• Your tasks:
1. Name every lens the text on SEAA-sponsored panels gives for how the panels explored identity and knowledge production.
2. In the text on SEAA-sponsored panels, condense the paragraph beginning "Panelists in the invited session" into a shorter version that keeps its main facts.
3. Answer these questions from the text on SEAA-sponsored panels:
(a) How many panels did SEAA sponsor at the 112th AAA Annual Meeting?
(b) In which city was that meeting held?
(c) What was the title of the invited session?

(Source text begins)

SEAA-Sponsored Panels
The Society for East Asian Anthropology (SEAA) sponsored 23 panels at the 112th AAA Annual Meeting in Chicago. Of these panels, 12 explored topics across East Asia, 7 were China-related, 3 examined issues in Japan, and 1 engaged with scholars working in the U.S. Identity and knowledge production appeared in many of the panels. The panels explored these themes through the lens of mediated publics, demographic issues, historical ruptures, disasters, new modernities, the other-worldly, the environment, and alternate fantasy and social spaces. While many of the panels on China focused on the post-socialist condition as an overarching concept, the Japan panels explored the assertion of identities outside what are considered mainstream images and spaces.
Panelists in the invited session, “Precarious Time: Discussions on the Undoing of East Asia,” ethnographically examined the notion of precarity through topics such as tourist development in rural China and sexual minorities in South Korea building their future from military experiences. They situated their research in a post-1990s financial crisis East Asia that “demonstrate[s] a temporality that simultaneously creates and disavows dependencies and connections.”

(Source text ends)
(Material shown begins)

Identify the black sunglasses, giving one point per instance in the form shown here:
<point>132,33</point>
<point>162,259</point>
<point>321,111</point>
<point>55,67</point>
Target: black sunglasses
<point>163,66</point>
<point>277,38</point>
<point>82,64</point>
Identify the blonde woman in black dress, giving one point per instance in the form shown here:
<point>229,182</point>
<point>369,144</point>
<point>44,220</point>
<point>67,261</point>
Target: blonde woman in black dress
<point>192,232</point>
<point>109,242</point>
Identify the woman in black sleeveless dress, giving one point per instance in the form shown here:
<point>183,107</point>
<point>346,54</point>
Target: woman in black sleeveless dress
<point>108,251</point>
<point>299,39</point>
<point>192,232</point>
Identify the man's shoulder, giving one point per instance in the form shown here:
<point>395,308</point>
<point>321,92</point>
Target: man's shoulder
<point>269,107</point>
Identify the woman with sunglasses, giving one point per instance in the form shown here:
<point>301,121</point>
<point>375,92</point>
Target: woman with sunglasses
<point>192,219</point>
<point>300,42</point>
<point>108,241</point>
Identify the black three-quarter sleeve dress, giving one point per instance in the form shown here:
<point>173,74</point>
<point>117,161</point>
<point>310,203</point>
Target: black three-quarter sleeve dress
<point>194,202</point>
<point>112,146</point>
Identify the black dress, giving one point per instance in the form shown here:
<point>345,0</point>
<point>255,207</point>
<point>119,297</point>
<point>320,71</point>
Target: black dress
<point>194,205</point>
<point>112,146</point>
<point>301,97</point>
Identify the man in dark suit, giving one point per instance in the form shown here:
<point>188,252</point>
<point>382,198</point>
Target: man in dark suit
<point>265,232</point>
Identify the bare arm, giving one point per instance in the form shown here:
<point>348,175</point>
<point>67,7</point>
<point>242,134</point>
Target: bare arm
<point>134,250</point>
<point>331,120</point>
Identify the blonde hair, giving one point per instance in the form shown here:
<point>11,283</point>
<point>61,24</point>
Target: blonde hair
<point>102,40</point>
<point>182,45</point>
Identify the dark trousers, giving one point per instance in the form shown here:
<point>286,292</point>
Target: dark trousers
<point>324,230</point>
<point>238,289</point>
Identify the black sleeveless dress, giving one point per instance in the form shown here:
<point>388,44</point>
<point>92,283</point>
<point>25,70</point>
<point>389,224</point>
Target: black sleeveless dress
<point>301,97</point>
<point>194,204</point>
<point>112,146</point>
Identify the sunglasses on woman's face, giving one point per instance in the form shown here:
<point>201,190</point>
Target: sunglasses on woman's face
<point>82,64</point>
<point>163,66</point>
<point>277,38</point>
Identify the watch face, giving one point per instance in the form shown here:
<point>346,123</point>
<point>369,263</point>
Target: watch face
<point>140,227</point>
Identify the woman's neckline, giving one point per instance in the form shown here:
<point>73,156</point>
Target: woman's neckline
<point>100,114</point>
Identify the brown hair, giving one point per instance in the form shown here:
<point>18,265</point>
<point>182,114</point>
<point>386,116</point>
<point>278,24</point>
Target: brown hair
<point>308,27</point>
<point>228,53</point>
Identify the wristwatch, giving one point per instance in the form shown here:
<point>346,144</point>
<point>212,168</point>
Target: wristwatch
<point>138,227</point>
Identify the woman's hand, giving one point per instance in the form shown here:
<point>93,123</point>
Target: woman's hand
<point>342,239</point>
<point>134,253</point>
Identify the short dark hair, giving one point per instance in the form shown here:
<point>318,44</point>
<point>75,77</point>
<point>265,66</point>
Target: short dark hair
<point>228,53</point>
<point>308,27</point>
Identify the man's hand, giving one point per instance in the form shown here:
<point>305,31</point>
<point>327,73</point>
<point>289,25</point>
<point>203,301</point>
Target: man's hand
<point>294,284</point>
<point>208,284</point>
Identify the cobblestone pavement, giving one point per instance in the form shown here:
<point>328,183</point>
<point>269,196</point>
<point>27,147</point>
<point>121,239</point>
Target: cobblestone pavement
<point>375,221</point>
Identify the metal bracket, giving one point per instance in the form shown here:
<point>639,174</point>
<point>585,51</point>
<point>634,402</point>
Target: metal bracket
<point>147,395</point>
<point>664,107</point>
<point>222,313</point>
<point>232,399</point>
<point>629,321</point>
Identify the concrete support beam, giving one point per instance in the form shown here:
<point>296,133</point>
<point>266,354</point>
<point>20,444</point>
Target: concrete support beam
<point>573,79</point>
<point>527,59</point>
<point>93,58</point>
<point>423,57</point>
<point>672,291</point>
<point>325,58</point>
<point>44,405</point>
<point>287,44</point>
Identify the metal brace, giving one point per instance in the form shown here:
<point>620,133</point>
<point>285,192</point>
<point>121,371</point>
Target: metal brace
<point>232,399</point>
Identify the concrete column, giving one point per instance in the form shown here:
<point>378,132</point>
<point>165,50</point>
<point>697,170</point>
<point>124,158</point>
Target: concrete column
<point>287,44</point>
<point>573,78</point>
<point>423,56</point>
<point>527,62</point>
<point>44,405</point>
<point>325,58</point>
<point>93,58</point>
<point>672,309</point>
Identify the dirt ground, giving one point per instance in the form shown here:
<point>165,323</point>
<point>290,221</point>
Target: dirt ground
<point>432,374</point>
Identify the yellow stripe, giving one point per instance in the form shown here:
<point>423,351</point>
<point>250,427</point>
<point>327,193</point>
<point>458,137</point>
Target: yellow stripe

(Material shown ends)

• Solution set:
1.
- mediated publics
- demographic issues
- historical ruptures
- disasters
- new modernities
- the other-worldly
- the environment
- alternate fantasy and social spaces

2. In the invited session "Precarious Time: Discussions on the Undoing of East Asia," panelists studied precarity ethnographically. Their topics included tourist development in rural China and South Korean sexual minorities building their future from military experiences. They set their research in East Asia after the 1990s financial crisis.

3.
(a) 23
(b) Chicago
(c) "Precarious Time: Discussions on the Undoing of East Asia"